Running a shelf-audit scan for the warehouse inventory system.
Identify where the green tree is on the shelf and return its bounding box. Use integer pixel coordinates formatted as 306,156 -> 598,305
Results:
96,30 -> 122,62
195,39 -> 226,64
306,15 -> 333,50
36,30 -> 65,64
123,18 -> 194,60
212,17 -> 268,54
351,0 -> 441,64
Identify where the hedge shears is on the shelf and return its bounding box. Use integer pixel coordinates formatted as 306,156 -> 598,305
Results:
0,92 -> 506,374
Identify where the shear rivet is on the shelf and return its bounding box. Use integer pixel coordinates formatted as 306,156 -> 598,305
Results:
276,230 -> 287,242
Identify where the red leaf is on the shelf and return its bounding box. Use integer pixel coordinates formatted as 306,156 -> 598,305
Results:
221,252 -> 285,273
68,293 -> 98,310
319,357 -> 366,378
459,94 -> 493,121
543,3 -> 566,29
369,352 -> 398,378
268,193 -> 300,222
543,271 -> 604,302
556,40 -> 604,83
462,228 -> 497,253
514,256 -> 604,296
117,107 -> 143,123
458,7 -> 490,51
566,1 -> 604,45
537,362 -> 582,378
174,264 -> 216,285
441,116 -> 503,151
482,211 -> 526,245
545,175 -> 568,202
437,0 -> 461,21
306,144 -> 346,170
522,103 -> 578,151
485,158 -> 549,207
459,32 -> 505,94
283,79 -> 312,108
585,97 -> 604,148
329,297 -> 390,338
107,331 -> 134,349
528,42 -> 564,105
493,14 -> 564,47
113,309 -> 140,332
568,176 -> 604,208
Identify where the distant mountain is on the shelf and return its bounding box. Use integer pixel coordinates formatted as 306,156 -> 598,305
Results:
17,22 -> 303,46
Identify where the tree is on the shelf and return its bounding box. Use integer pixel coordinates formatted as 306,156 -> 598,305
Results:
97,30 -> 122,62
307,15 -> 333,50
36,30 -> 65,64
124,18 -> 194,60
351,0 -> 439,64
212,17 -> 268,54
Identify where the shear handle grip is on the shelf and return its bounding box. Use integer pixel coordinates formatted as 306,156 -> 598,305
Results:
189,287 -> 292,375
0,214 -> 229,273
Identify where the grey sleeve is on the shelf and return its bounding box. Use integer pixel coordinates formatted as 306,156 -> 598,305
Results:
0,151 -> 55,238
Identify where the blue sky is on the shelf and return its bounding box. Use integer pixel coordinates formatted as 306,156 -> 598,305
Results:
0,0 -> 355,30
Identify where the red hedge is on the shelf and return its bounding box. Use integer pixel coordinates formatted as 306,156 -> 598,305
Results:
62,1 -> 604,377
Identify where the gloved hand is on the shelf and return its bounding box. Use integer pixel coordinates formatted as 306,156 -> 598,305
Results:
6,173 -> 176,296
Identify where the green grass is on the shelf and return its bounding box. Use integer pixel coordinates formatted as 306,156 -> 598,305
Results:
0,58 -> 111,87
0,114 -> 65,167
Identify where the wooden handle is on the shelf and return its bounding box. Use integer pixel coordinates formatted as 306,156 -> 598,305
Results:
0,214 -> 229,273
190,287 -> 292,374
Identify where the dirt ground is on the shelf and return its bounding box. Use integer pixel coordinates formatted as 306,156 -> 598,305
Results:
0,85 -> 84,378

==========

Requirements:
Rewrite all of the data above as a numbered list, and skip any blank lines.

Response to the task:
1. Running a shelf-audit scan for the warehouse inventory system.
2. Identify where the green tree is on the shelf and return its bounding box. Use integer pixel coordinates formatted as 306,156 -> 598,305
3. Results:
4. 96,30 -> 122,62
5. 195,39 -> 226,64
6. 306,15 -> 333,50
7. 36,30 -> 65,64
8. 123,18 -> 194,60
9. 212,17 -> 268,54
10. 351,0 -> 441,64
11. Identify where the hedge shears is on the shelf and return its bounding box. Use integer pixel coordinates formatted as 306,156 -> 598,305
12. Results:
13. 0,92 -> 506,374
14. Identify where the shear rivet is on the shelf and return its bounding box. Use integer pixel coordinates formatted as 306,156 -> 598,305
15. Results:
16. 276,230 -> 287,242
17. Identify where the red leaf is on the shelf and return its bounding box. Use integer pixel coordinates formatted as 306,156 -> 598,305
18. Results:
19. 221,252 -> 285,273
20. 68,293 -> 98,310
21. 319,357 -> 366,378
22. 459,94 -> 493,121
23. 543,3 -> 566,29
24. 369,352 -> 398,378
25. 268,193 -> 300,222
26. 543,271 -> 604,302
27. 556,40 -> 604,83
28. 462,228 -> 497,253
29. 514,256 -> 604,296
30. 117,107 -> 143,123
31. 458,7 -> 490,51
32. 566,1 -> 604,45
33. 537,362 -> 582,378
34. 174,264 -> 216,285
35. 441,116 -> 503,151
36. 482,211 -> 526,245
37. 545,175 -> 568,202
38. 437,0 -> 461,21
39. 306,144 -> 346,170
40. 522,103 -> 578,151
41. 485,158 -> 549,207
42. 459,32 -> 505,94
43. 283,79 -> 312,108
44. 585,97 -> 604,148
45. 329,297 -> 390,338
46. 107,331 -> 134,349
47. 528,42 -> 564,105
48. 493,14 -> 564,47
49. 113,309 -> 140,332
50. 568,176 -> 604,208
51. Identify where the distant mountain is on the shelf and return its bounding box. Use integer pixel coordinates formatted as 306,156 -> 598,305
52. Results:
53. 17,22 -> 303,46
54. Identify where the tree is on the shelf and return its bounding box. Use integer pixel coordinates formatted as 306,156 -> 598,305
55. Results:
56. 97,30 -> 122,62
57. 307,15 -> 333,50
58. 36,30 -> 65,64
59. 124,18 -> 194,60
60. 351,0 -> 439,64
61. 212,17 -> 268,54
62. Identify where the shear handle grip is on the shelf and return its bounding box. Use integer pixel coordinates formatted as 306,156 -> 598,305
63. Results:
64. 189,287 -> 292,375
65. 0,214 -> 229,273
66. Identify where the grey sleeve is on the shelf and return its bounding box. Use integer pixel coordinates formatted as 306,156 -> 598,305
67. Results:
68. 0,151 -> 55,238
69. Identify where the blue sky is on the shelf and return its bounding box. Use integer pixel coordinates formatted as 306,156 -> 598,305
70. Results:
71. 0,0 -> 355,30
72. Identify where the red hedge is on the shelf and return its bounding box. Use integer pixel coordinates formatted as 306,156 -> 598,305
73. Results:
74. 62,1 -> 604,377
75. Identify where the gloved hand is on the shelf and return its bounding box. Use integer pixel coordinates formatted as 306,156 -> 598,305
76. Results:
77. 6,173 -> 176,296
78. Identify where the green grass is on the shelf and return its bounding box. Use integer pixel coordinates formatted as 306,156 -> 598,305
79. Results:
80. 0,58 -> 111,87
81. 0,114 -> 65,167
82. Identify where the wooden handle is on the shelf and return its bounding box. Use integer pixel coordinates formatted as 306,156 -> 598,305
83. Results:
84. 0,214 -> 229,273
85. 190,287 -> 292,374
86. Identify where the dirt ground is on the shelf and return its bounding box. Use integer pixel coordinates formatted as 306,156 -> 598,305
87. Results:
88. 0,85 -> 84,378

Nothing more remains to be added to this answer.